Retype the listing that follows, exactly as written.

## Data
- - -
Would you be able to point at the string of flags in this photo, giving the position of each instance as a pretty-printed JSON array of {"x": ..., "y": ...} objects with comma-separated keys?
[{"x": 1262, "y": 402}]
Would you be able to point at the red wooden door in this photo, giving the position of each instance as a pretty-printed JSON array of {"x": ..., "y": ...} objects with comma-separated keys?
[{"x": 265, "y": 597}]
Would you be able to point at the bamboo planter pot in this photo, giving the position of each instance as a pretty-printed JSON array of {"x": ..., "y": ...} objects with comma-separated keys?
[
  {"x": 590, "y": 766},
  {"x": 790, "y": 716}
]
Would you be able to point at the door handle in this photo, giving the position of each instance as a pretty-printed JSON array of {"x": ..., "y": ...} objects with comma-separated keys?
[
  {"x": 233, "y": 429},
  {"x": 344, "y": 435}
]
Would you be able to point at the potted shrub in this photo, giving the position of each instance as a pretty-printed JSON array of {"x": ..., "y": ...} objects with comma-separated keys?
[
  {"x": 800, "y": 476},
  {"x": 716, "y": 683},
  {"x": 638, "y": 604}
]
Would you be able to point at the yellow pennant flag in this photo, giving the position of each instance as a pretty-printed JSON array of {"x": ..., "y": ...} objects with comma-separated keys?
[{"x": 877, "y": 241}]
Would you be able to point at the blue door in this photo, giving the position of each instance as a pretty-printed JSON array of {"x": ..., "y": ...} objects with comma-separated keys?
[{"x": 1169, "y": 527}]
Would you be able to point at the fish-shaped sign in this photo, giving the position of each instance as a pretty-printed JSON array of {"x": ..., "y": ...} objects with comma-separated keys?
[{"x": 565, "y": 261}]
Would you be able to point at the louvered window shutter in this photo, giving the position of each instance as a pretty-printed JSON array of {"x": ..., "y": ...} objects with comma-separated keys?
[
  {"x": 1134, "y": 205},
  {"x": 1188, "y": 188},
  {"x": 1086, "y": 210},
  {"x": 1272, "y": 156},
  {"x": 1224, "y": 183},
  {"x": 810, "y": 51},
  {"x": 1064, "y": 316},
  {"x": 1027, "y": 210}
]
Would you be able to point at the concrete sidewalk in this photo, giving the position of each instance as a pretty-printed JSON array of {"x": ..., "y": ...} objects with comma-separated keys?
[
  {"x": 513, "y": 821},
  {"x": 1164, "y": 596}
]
- - -
## Exercise solution
Would you be able to point at the string of flags in this photo, giving the position of each instance as a pretty-printed JSON array of {"x": ..., "y": ...} objects with comma-separated keys?
[{"x": 1262, "y": 402}]
Would you be able to point at the red wooden door in this photo, giving the position of each instance as a pretty-printed JSON array of {"x": ..., "y": ...} objects with comma-separated keys?
[{"x": 265, "y": 597}]
Would you be able to point at the bamboo planter pot in this photo, giving the position of each instance as a pretty-printed JSON array of {"x": ..., "y": ...} objects with comma-separated keys?
[
  {"x": 590, "y": 766},
  {"x": 790, "y": 716}
]
Would you be able to point at the door handle in this photo, giving the position of each instance as a pretty-printed JSON array of {"x": ..., "y": ...} objects with comma-separated keys?
[
  {"x": 233, "y": 429},
  {"x": 344, "y": 435}
]
Would you be able to point at the potted shrub in this photo, giving the position of each instance as a pretty-printed JSON array of {"x": ..., "y": ...} objects with comma-separated keys?
[
  {"x": 800, "y": 476},
  {"x": 716, "y": 683},
  {"x": 638, "y": 604}
]
Would you be able to point at the yellow pennant flag in this photo, giving the position of each instance as a pretty-printed JSON array of {"x": ..., "y": ...} objects with comma-separated keys?
[{"x": 877, "y": 241}]
Would you be able to point at the blue door in this photo, giving the position of each instance as a pretty-printed JSON array of {"x": ..., "y": ...} objects with comma-separated keys?
[{"x": 1169, "y": 527}]
Would you be able to point at the fish-shaped sign in this photo, giving the position of each instance as a pretty-printed JSON array of {"x": ..., "y": ...} objects with comma-separated keys?
[{"x": 565, "y": 261}]
Would you be able to point at the louvered window shutter in this photo, giving the position of each instance as a pretty-printed JSON array of {"x": ..., "y": ...} objects with comma-separated keys?
[
  {"x": 1134, "y": 205},
  {"x": 1188, "y": 188},
  {"x": 1086, "y": 210},
  {"x": 1272, "y": 156},
  {"x": 1224, "y": 183},
  {"x": 810, "y": 51},
  {"x": 1064, "y": 316},
  {"x": 1027, "y": 210}
]
Would you be able to point at the concrete sidewalk in this photo, giving the position of each instance as a pretty-printed JSON array of {"x": ..., "y": ...} objects with comma-separated keys?
[
  {"x": 513, "y": 821},
  {"x": 1164, "y": 596}
]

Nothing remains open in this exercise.